How to complete this task »
Quote exactly the lines spanning from the top of the data below to the line that contains "Question: In the above interface, where exactly is the shadowed", including both.

--------------------------------

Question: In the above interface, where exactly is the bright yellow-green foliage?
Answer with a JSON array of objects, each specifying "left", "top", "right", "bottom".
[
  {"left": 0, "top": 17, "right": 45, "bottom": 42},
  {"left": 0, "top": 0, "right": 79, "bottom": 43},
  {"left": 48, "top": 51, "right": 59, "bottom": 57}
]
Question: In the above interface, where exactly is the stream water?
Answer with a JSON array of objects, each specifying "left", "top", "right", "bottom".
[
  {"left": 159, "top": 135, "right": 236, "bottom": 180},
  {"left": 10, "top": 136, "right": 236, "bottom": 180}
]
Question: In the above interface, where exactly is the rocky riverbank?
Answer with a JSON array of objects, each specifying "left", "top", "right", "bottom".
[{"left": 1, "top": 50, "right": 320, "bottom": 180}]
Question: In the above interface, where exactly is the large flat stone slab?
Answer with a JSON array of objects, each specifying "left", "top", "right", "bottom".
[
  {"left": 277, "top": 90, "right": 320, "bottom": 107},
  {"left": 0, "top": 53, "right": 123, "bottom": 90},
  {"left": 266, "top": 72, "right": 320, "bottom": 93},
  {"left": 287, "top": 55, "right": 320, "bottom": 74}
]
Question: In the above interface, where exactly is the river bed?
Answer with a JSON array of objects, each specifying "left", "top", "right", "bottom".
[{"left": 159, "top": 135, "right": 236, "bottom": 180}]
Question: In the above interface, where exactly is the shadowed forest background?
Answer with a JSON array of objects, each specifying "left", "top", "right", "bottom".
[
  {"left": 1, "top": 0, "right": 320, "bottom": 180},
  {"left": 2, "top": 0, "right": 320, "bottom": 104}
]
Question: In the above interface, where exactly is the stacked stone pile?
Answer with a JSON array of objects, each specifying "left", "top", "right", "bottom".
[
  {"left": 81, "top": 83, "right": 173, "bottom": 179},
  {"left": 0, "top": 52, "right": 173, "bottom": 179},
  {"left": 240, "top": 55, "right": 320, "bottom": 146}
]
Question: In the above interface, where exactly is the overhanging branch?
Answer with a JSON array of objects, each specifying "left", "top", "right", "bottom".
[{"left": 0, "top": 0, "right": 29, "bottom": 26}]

--------------------------------

Result of the exercise »
Question: In the above interface, where exactly is the bright yellow-green foliage?
Answer with a JSON array of objects, each specifying "left", "top", "right", "bottom".
[
  {"left": 0, "top": 17, "right": 45, "bottom": 42},
  {"left": 0, "top": 0, "right": 79, "bottom": 43},
  {"left": 48, "top": 51, "right": 59, "bottom": 57}
]
Question: In the above interface, where exactly is the stream water?
Answer with a JSON array of objects, each specifying "left", "top", "right", "bottom".
[
  {"left": 159, "top": 135, "right": 236, "bottom": 180},
  {"left": 10, "top": 136, "right": 236, "bottom": 180}
]
Question: In the above interface, where exactly is the rocky riverbank?
Answer with a JSON array of objects, each specifying "left", "top", "right", "bottom".
[{"left": 1, "top": 50, "right": 320, "bottom": 180}]
Question: In the above interface, where exactly is the large flat stone slab?
Answer with a JSON array of objects, each specifying "left", "top", "right", "bottom".
[
  {"left": 277, "top": 90, "right": 320, "bottom": 107},
  {"left": 0, "top": 53, "right": 123, "bottom": 90},
  {"left": 266, "top": 72, "right": 320, "bottom": 93},
  {"left": 287, "top": 55, "right": 320, "bottom": 74}
]
Question: In the above interface, where exactly is the river bed?
Answer with a JSON array of objects, each specifying "left", "top", "right", "bottom".
[{"left": 159, "top": 135, "right": 236, "bottom": 180}]
Question: In the above interface, where exactly is the shadowed forest background?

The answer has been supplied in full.